▶ _FRAGMENTO DE LECTURA_
• • •

Con ese nombre, Franka Potente, el orientador profesional que fue a visitarla en el insti, fue claro y directo. Con el test psicotécnico en la mano, le dijo:

-Tienes un futuro prometedor en la industria pornográfica.

Sí, podría haber seguido los pasos de otras porn stars latinas, como Elsa Pataki o Paz Vega, pero ella decidió que lo suyo era el cine de vanguardia. Una alemana moderna no puede pensar otra cosa. Además, le habían dicho que tenía el culo demasiado gordo para los estándares californianos del porno que se llevaba entonces.

Yo la descubrí, imagino que como todo el mundo, viendo cine moderno alemán. Ya estaba iniciado en su lenguaje: después de tragarme dos temporadas de Rex, un policía diferente (que, en rigor, además de diferente, es austríaco) y casi un capítulo entero de Alerta Cobra, una serie con trepidantes persecuciones en las autopistas (Autobahns) de Baviera, estaba listo para pasar al siguiente nivel y adentrarme en los lisérgicos y postindustriales parajes del arte fílmico alemán.

Me dispuse a ver Run, Lola, Run. Iba espoleado por las elogiosas críticas que había leído sobre ella. A saber:

Una película imprescindible, que en cualquier momento de su vida, todo el mundo debería ver.

La película funciona con la misma intensidad tanto a nivel de imágenes y música como de ideas. Amor, tiempo, providencia, destino, libertad… son conceptos que Tykwer desarrolla con fuerza, fustigando el egoísmo y la hipocresía de algunos padres.

Bienvenida sea Lola (muy bien interpretada por la joven Franka Potente), con su estética arriesgada y su interesante y bien hilada trama.

Un film que pone en imágenes la teoría del caos y que se puede considerar la primera película interactiva del cine alemán.

Guau -pensé-, espero que mis aborregadas, provincianas y rácanamente estimuladas neuronas no se fundan ante tal chute de modernidad. Escuché un poco de Kraftwerk para ponerme a tono antes de la peli y le di al play.

Bien.

Muy bien.

La peli se titula Corre, Lola, corre.

Correcto título, se adapta bastante bien al contenido.

Básicamente, Lola corre.

Corre para salvar la vida de su chico (que, bien mirada, tiene una vida y una cara cuya salvación no merece ni un paseo, y no digamos ya una carrera). Tiene que conseguir 100.000 marcos en muy poco tiempo y le dan varias oportunidades (como en Atrapado en el tiempo, vuelve al mismo día, pero aquí eso no es divertido). Solo al final lo consigue. Y ya.

Lo intenté, de veras, pero todavía estoy buscando la crítica radical y furibunda a la sociedad burguesa que, según sus muchos fans, se hace en esta peli de forma magistral e incontestable.

• • •

▶ _INFORMACIÓN PROPORCIONADA_
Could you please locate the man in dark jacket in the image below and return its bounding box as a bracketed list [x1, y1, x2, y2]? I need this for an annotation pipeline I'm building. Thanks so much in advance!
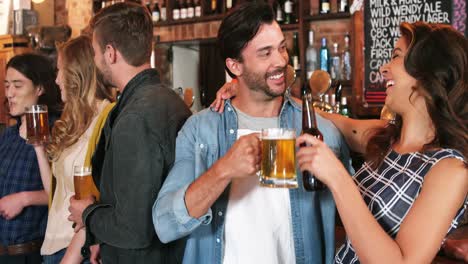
[70, 3, 190, 263]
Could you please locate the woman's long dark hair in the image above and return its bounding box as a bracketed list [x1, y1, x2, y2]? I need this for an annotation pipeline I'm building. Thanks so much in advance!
[366, 22, 468, 168]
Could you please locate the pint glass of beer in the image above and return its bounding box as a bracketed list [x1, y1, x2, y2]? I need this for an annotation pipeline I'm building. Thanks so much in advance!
[25, 105, 49, 144]
[260, 128, 298, 188]
[73, 166, 99, 200]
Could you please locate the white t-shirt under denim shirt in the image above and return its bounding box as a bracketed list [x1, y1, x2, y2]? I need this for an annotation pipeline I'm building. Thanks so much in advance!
[223, 109, 296, 264]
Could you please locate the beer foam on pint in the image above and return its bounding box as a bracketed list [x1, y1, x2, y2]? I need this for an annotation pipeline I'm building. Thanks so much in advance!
[74, 171, 91, 177]
[26, 110, 47, 114]
[262, 129, 296, 139]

• • •

▶ _ACTIVIDAD 1_
Devuelve, sin alterar nada, el pasaje del fragmento sobre Franka Potente que va desde "Guau -pensé-, espero" hasta "bien al contenido.", ambos incluidos.
▶ _ACTIVIDAD 2_
Prosigue el fragmento sobre Franka Potente a partir de su última oración.
Los datos proceden de otra fuente.

▶ _RESULTADO DEL EJERCICIO 1_
Guau -pensé-, espero que mis aborregadas, provincianas y rácanamente estimuladas neuronas no se fundan ante tal chute de modernidad. Escuché un poco de Kraftwerk para ponerme a tono antes de la peli y le di al play.

Bien.

Muy bien.

La peli se titula Corre, Lola, corre.

Correcto título, se adapta bastante bien al contenido.

▶ _RESULTADO DEL EJERCICIO 2_
Yo sólo vi a una alemana corriendo por una fea ciudad de su país con estética de pasillos de Lidl. Y me aburrí mucho.  Muchísimo.

Pero me quedé con el nombre de Franka Potente.

Tras el éxito del personaje de Lola, Franka dio el salto a los USA, donde ha hecho un papel en la saga Bourne (que es como un Run, Lola, Run, pero con más presupuesto, con cámaras que saben encuadrar un plano y localizaciones que no se limitan a 50 metros de la misma calle toda la película. Eso sí, carece por completo de las ínfulas artísticas de Lola) y ya es una habitual de las producciones hollywoodienses. Su última aparición ha sido sublime, y ante ella me descubro.

Franka Potente es la salvadora ambigua de House en el arranque de esta última temporada, que ha sido fantástico. En dos capítulos, interpreta a un personaje triste y frágil -con acentazo alemán, claro- que con su dulzura sabe poner al prota ante el precipicio: le puede salvar o le puede hundir, y puede hacer ambas cosas con el mismo gesto.

Qué poco tiene que ver ese personaje sereno con la histeria empastillada de Lola. Supongo que en Lola quería expresar angustia y desesperación, pero donde Franka logra transmitir de verdad esas dos cosas es en el personaje abatido y derrotado que le regalan en ese cameo televisivo.

Llámenme burgués, apoltronado o lo que quieran, pero yo aprendí del gran Alfred Hitchcock que, en las artes narrativas y dramáticas, lo profundo y significativo siempre se transmiten con más fluidez y apariencia de verdad a través de una depurada, paciente y humilde labor de artesano que conoce su oficio que con las ínfulas desquiciadas de un artista iluminado que aspira a iluminar a todo el mundo con la grandiosidad de su genio.

Ay, Franka Potente, qué gran actriz se perdió el porno.